▶ _PASSAGE PROVIDED_:
— Start —

Moreover, it would seem such an approach would seem to require additional complexity to actually solve the motivating problems for downstreams:

There would need to be a hook to invoke a task without (at least Python) environment isolation, in the current environment, so that downstreams could actually test the project as packaged for their distribution.
There would need to be sufficient standardization of at least the core tasks that downstreams need (tests, docs, etc) so they can be consistently programmatically invoked.
Both downstream tooling and task runners would need to implement support for these interfaces, and project authors adopt compatible versions (or switch task runner).

All of these things latter are likely doable, but adds complexity to this approach, while only working for the relatively small fraction of upstream projects that use a Python task runner, rather than providing a generalizable solution.

This syntax is closer to what others were suggesting and would bypass many of the problems above, (though it is still framed in terms of tasks and target without any clear indication of what the target actually does, which may simply be a copy/paste oversight). However, it runs into the issue discussed above—there’s conflation between two levels of the stack, where either a testing tool or a task runner may be invoked here.

This has significant implications for what actually gets tested and where when it comes to downstreams, who want to test the installed package in their environment (and as others mention, it needs to be clearly defined that this should only run the project’s actual tests, not linting checks), so its unclear if this would be actually useful as-is without being more strictly defined.

That said, I’m far from the expert like you all and still giving it more thought myself about what specifically to propose; I like the flexibility, extensibility and DRYness of defining a more generalized task-based interface and configuration rather than specific ones for tests, docs, and whatever else is needed, but on the other hand, that dramatically increases the scope and scale of this effort well beyond the original motivation, while being less well-suited for or requiring additional complexity to actually fulfill such, and I fear it may result in the great being the enemy of the good.

Based on the disappointing fact that only 7% of Python developers in the Python Developers Survey 2020 used Tox for any of their projects, compared to around 50% usage for Pytest and 30% usage for unittest (for reference, it was a multiple-selection question; 63% of participants used some form of testing, and no other test/task runners were mentioned, with “other” at 1%, presumably including Nox) ↩︎

— End —

▶ _WHAT YOU ARE ASKED TO DO_:
Answer these from the forum post about task runners:
(a) What share of Python developers in the Python Developers Survey 2020 used Tox for any of their projects?
(b) What do downstreams want to test, and where?
(c) For what kind of upstream projects would the task-runner approach work?
Rely only on the forum post about task runners for your answers.

Pointing and labeling entries:
— Start —

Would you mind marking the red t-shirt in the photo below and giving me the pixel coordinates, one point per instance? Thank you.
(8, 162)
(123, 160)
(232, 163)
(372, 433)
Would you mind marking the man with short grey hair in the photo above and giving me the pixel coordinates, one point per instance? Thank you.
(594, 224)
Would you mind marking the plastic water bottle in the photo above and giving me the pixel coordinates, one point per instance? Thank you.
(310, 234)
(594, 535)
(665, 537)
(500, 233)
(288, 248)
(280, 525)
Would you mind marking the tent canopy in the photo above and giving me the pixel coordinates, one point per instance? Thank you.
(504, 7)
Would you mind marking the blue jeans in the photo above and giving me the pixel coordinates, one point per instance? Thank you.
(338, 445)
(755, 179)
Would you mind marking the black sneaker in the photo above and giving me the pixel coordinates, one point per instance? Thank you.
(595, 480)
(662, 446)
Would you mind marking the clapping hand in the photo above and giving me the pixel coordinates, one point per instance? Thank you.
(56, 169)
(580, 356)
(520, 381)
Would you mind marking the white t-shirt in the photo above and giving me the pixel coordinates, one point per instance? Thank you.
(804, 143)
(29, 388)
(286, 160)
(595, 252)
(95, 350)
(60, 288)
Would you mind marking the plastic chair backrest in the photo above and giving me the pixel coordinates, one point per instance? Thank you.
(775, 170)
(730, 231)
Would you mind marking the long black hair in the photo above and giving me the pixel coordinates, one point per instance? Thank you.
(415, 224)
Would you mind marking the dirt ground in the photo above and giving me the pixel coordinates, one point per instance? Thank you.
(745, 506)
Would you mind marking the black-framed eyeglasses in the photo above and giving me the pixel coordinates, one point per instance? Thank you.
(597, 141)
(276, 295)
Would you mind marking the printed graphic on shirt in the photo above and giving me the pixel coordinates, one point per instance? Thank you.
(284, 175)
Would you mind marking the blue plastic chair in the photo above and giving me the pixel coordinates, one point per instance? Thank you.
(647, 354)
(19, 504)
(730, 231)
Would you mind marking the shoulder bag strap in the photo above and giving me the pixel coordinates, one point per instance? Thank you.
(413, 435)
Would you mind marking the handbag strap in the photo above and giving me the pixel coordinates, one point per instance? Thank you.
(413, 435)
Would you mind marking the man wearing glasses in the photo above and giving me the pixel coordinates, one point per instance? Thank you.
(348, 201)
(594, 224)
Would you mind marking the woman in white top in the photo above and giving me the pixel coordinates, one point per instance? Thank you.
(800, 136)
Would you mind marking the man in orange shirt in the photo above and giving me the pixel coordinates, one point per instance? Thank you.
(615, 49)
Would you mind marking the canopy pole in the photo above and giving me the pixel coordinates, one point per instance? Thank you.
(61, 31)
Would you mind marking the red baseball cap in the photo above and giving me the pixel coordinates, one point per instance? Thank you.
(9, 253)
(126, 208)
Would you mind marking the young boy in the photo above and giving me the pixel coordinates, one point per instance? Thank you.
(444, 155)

— End —

▶ _THE COMPLETED TASK_:
(a) 7%.
(b) They want to test the installed package in their environment.
(c) It would work only for the relatively small fraction of upstream projects that use a Python task runner.